━━━ Фрагмент страницы
Как живется вам без СССР? - Лариса Бабиенко 65 стр.


В общем, по профессии, что, в первую очередь, на Западе считается высшим качеством жизни, Галя не работала ни одного дня. Другие эмигранты создавали в США десятки газет и журналов на русском языке, а Галя ни-ни… Ни одного дня в печати.

Наверно, несмотря на безмерный гонор, таланта и упорства не хватило. Того, что называется от бога искоркой…

Так чем же кичиться? Ради чего человек сбежал из собственной Родины и что сделал серьезного в чужой стране? Неужто лишь во имя пустого и бесстойлового бега по жизни удрала она с Волхонки?

Тяжелейшая работа экскурсовода дала возможность нашей бывшей однокурснице посетить около сорока стран, чем она, кстати, очень гордится. Ну, а я в это время, не расставаясь с журналистикой, посетила более сорока областей Советского Союза. И на Ямале была, на Дальнем Востоке, по Алайским пастбищам на Памире ходила. Даже в Чокурдахе в устье реки Лены была у оленеводов, и прямо в жаркой яранге попробовала вкуснейшую нельму. Я меньше видела, чем Галя?

И вот пора подводить итоги. Мы за эти годы получили от Советской власти неплохие и бесплатные квартиры. У Гали в Нью-Йорке квартира съемная, ей в этой стране лишь разрешили пользоваться чужой собственностью. И платит она за крошечное жилье 600 долларов, хотя пенсия — 992 доллара.
━━━━━━
━━━ Показанные записи
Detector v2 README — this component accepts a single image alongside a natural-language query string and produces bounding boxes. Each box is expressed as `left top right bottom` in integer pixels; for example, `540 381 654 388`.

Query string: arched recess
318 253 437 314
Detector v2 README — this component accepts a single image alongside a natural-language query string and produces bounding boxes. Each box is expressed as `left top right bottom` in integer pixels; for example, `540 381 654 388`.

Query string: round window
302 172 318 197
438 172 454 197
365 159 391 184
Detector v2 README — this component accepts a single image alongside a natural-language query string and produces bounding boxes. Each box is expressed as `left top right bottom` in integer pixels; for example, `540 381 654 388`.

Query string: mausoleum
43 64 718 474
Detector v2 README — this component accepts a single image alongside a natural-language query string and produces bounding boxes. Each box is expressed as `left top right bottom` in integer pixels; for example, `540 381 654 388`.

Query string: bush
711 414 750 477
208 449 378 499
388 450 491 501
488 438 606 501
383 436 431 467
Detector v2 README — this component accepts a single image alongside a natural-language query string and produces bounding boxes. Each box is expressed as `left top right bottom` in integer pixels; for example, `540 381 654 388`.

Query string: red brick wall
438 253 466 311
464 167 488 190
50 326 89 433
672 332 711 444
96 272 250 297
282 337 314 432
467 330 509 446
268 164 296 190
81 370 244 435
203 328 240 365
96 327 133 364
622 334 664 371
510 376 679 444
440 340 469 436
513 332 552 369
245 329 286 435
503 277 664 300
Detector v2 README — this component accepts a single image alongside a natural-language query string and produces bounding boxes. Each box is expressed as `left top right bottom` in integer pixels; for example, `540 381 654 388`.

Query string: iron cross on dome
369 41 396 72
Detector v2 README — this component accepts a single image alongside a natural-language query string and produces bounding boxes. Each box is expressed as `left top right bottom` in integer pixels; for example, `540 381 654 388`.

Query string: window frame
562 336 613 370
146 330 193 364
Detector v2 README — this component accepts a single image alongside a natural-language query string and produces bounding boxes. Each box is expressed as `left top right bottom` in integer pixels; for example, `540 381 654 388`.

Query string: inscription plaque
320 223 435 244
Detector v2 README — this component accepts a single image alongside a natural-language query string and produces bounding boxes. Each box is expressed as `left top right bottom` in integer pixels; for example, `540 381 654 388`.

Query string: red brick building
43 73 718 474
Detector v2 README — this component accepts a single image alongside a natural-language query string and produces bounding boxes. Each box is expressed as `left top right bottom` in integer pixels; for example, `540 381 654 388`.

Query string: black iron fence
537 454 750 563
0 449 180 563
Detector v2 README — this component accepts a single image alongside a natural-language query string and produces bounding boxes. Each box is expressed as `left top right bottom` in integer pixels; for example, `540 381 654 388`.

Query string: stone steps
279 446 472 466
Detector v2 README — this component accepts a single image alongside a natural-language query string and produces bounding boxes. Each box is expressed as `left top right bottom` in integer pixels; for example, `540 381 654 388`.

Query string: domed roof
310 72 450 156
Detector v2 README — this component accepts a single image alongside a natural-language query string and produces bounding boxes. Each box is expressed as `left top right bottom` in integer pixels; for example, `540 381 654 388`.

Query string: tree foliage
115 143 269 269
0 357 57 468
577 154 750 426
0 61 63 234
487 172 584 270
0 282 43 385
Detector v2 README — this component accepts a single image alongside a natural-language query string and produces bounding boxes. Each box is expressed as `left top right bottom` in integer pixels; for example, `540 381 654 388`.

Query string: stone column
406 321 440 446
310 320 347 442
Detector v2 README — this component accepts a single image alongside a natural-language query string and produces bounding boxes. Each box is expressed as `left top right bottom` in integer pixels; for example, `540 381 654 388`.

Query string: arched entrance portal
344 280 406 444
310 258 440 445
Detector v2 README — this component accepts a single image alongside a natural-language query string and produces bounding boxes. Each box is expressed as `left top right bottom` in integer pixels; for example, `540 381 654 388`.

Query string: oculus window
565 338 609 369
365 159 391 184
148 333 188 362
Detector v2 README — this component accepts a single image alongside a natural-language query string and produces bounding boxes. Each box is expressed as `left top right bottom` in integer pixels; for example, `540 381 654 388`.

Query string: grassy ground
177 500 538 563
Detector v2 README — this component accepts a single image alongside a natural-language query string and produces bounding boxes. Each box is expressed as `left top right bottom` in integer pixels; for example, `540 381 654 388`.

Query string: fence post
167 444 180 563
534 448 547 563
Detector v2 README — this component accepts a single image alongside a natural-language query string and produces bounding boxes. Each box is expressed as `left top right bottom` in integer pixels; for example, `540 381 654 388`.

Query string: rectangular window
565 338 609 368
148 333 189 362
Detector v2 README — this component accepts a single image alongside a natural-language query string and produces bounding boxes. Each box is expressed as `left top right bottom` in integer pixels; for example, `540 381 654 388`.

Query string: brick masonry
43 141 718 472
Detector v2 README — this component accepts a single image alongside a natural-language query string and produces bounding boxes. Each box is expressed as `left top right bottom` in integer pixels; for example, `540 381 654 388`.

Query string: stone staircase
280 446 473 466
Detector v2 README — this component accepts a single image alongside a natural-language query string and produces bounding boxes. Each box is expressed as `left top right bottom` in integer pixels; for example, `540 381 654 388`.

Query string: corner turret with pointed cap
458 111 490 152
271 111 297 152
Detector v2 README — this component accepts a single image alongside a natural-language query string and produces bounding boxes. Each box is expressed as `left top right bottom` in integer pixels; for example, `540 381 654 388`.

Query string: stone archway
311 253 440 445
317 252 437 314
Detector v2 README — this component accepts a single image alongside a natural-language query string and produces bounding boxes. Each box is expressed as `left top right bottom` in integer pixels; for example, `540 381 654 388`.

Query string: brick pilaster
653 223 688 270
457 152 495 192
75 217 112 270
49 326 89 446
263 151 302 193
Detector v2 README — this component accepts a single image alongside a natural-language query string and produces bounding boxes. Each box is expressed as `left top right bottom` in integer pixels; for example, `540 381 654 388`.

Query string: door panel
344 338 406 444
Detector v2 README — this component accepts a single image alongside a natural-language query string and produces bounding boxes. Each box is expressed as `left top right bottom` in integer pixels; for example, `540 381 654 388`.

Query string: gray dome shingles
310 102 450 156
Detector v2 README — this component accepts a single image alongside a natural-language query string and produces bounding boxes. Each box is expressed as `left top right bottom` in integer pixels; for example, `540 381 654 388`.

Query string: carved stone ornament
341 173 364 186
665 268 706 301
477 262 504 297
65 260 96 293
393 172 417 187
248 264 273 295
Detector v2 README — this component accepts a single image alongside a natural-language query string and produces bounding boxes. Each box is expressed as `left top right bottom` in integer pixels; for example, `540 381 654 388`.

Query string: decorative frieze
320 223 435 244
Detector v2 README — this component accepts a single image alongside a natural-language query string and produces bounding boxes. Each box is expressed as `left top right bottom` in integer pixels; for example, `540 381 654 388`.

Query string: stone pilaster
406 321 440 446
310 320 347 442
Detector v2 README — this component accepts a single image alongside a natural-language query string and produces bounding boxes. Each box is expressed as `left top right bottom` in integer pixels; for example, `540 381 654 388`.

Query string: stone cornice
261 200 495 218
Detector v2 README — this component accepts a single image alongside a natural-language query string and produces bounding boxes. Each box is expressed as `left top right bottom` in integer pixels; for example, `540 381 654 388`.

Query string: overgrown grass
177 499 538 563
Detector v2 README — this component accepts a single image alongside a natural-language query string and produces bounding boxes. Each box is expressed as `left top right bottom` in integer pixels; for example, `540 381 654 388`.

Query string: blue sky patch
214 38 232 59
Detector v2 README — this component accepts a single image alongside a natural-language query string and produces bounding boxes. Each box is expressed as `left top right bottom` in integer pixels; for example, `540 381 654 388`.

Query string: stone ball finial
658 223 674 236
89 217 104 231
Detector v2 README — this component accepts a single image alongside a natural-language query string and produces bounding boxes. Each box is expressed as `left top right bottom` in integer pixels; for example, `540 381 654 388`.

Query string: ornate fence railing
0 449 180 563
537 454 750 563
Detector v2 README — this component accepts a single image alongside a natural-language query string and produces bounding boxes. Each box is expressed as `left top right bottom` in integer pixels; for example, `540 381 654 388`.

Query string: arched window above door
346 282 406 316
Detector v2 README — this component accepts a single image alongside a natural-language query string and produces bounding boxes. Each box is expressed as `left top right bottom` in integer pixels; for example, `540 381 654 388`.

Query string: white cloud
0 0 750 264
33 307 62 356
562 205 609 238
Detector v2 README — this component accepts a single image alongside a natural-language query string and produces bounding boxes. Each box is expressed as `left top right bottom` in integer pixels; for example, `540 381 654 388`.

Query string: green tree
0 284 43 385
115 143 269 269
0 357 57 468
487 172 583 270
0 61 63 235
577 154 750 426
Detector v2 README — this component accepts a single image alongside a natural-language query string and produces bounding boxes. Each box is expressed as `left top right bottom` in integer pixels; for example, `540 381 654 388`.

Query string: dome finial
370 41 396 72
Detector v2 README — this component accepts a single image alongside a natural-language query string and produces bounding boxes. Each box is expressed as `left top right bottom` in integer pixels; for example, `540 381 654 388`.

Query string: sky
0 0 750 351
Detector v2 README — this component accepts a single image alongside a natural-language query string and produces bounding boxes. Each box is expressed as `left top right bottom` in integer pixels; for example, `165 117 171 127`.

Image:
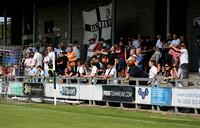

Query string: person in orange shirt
67 46 77 68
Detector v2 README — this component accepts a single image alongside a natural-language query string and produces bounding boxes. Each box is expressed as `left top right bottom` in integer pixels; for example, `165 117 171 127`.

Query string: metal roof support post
166 0 170 39
111 0 116 46
4 10 7 45
68 0 72 42
33 3 37 47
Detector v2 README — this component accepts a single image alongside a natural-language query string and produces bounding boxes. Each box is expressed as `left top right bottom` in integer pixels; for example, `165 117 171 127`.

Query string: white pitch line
150 116 200 123
0 104 199 128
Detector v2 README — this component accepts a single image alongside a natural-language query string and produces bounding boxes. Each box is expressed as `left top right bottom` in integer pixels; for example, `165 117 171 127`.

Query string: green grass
0 103 200 128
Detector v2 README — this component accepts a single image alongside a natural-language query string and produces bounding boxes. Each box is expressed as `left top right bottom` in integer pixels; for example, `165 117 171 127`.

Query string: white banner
135 86 151 104
0 82 6 94
172 88 200 108
56 84 80 99
83 4 112 44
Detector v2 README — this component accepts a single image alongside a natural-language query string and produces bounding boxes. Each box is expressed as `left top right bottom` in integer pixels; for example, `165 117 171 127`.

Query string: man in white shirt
170 42 189 87
73 41 80 59
47 46 53 61
43 52 50 77
170 34 180 47
103 63 118 85
147 60 158 85
33 49 42 67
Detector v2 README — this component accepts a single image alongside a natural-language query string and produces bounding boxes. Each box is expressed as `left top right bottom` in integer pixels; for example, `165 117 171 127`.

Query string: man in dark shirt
126 60 149 85
57 52 68 75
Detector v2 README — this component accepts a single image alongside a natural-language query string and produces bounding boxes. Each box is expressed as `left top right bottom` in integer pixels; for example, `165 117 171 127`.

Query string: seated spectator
147 60 158 85
163 63 175 86
98 63 118 85
126 60 149 85
136 48 144 68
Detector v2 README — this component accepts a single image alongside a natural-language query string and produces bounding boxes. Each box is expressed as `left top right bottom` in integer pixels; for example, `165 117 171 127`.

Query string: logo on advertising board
138 88 149 99
103 85 134 102
60 86 77 96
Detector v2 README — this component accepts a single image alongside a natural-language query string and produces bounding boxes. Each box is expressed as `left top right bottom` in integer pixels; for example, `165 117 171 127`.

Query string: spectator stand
0 76 200 114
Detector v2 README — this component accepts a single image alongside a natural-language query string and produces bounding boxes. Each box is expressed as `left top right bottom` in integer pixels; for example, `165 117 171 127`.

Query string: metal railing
0 76 200 88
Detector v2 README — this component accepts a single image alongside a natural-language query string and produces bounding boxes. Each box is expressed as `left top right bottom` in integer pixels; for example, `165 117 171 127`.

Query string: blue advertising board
151 87 172 105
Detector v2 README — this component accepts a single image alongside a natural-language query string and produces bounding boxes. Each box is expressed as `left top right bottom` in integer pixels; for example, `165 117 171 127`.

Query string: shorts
150 53 160 63
118 58 125 70
181 63 189 79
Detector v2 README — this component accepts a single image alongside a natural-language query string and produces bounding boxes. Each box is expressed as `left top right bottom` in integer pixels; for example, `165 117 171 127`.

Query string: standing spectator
37 65 44 76
24 53 34 67
39 43 45 55
86 38 96 67
170 43 189 87
57 52 68 75
99 38 110 51
163 63 175 86
107 46 118 68
116 41 125 77
126 60 149 85
142 36 153 72
55 43 64 58
67 46 77 69
43 51 50 76
147 60 158 85
136 48 144 68
172 63 185 87
169 34 180 63
124 40 135 62
73 41 80 60
65 41 72 53
84 61 98 78
150 34 163 74
132 35 139 49
98 63 118 85
47 46 53 62
33 49 42 67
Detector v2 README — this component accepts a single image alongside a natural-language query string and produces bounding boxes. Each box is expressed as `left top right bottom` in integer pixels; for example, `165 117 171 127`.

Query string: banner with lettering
83 4 112 44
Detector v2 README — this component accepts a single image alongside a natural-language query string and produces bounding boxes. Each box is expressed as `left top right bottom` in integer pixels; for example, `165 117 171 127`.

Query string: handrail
0 76 200 88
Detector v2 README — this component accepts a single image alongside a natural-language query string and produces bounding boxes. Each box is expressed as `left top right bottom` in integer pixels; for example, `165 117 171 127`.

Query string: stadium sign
135 86 151 104
83 4 112 44
151 87 172 105
102 85 134 102
172 88 200 108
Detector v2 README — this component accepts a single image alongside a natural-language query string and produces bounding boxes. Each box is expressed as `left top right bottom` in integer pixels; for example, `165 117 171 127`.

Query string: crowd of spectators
0 33 189 86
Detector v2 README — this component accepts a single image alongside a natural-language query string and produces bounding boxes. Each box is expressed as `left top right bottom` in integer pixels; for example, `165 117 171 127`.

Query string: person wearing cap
150 34 163 74
43 51 50 77
57 52 68 75
170 42 189 87
85 38 96 67
73 41 80 59
33 49 42 67
98 62 118 85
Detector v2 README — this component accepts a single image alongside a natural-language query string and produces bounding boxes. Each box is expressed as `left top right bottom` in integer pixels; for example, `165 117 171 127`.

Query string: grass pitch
0 103 200 128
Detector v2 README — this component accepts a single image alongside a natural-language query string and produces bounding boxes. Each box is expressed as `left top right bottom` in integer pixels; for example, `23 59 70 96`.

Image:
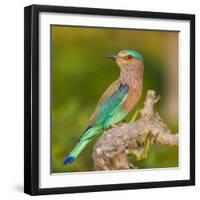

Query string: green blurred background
51 26 178 173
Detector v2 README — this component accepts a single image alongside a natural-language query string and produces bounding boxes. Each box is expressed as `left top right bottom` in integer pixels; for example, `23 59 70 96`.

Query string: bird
64 50 144 164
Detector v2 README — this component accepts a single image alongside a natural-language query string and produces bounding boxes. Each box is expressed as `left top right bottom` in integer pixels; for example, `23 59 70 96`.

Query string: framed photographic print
24 5 195 195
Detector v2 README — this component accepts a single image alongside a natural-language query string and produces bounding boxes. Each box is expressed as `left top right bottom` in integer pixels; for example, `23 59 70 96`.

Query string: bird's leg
111 120 126 128
128 134 152 160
━━━━━━
• Требование 1
Переведите на английский язык предложение из фрагмента страницы: «Мы за эти годы получили от Советской власти неплохие и бесплатные квартиры».
• Требование 2
Продолжите фрагмент страницы, начав сразу после его последнего предложения.
Записи здесь никакой роли не играют.

• Поле ответа 1
Over these years we received decent, free apartments from the Soviet government.

• Поле ответа 2
Медицина… В 2008 году Галина сломала ногу. За гипс, рентген, посещение врача заплатила несколько тысяч долларов. Я этом же году сломала руку, и, хотя на пороге у каждого жителя России давно бушует лютый капитализм, советская власть заложила в основы нашей жизни такой прочный запас защиты каждого человека, что и по сей день экстренная и хирургическая помощь у нас бесплатные.

— А страховка как же? — спросила я Галю.

Гостья мнется.

— Понимаешь… Даже если оплачивать ее аккуратно, это не значит, что ты получишь помощь в полном объеме. Лишь какие-то процедуры, за остальное — все равно надо платить. Зачем она мне в таком случае? Ежемесячно терять еще 92 доллара?

— Ну, а роды? — умираю от любопытства я. — За год или два в Америке оплачивают декретный отпуск?

Галина с недоумением глядит на меня.

— Декретный? Какой? Нет его вообще. Все решает страховка. Сколько отложили люди, столько и получили. Даже во время родов.

— Значит, жители США управляются со своими проблемами в одиночку? И что в том хорошего?..

Гостья в ответ молчит.

И еще одно: наши ровесницы ушли на пенсию в 55 лет, а Галина, живущая в центре мощнейшей цивилизации, на 10 лет позже. Нынче же америкосовское цивилизационное превосходство намерено отправлять своих граждан на пенсию в… 70 лет.

Что еще интересного, отличного от нашей жизни, произошло за эти годы в судьбе Галины? Какие книги она прочитала, какие открытия сделала, чему удивилась? Где, с ее точки зрения, разумнее жилось человеку? Ведь каждый год, будто журавль, летит она на родину. Долго стоит на Волхонке во дворе, в котором выросла. Посещает могилу матери. Летит к дальней родне в Кисловодск. Что думает она во время этих многочисленных передвижений, что ее гонит по земле из угла в угол, почему не живет спокойно в той стране, которую по собственной воле выбрала?

И вот, наконец-то, ее откровения… Которые начались с занудливой обывательской жалобы.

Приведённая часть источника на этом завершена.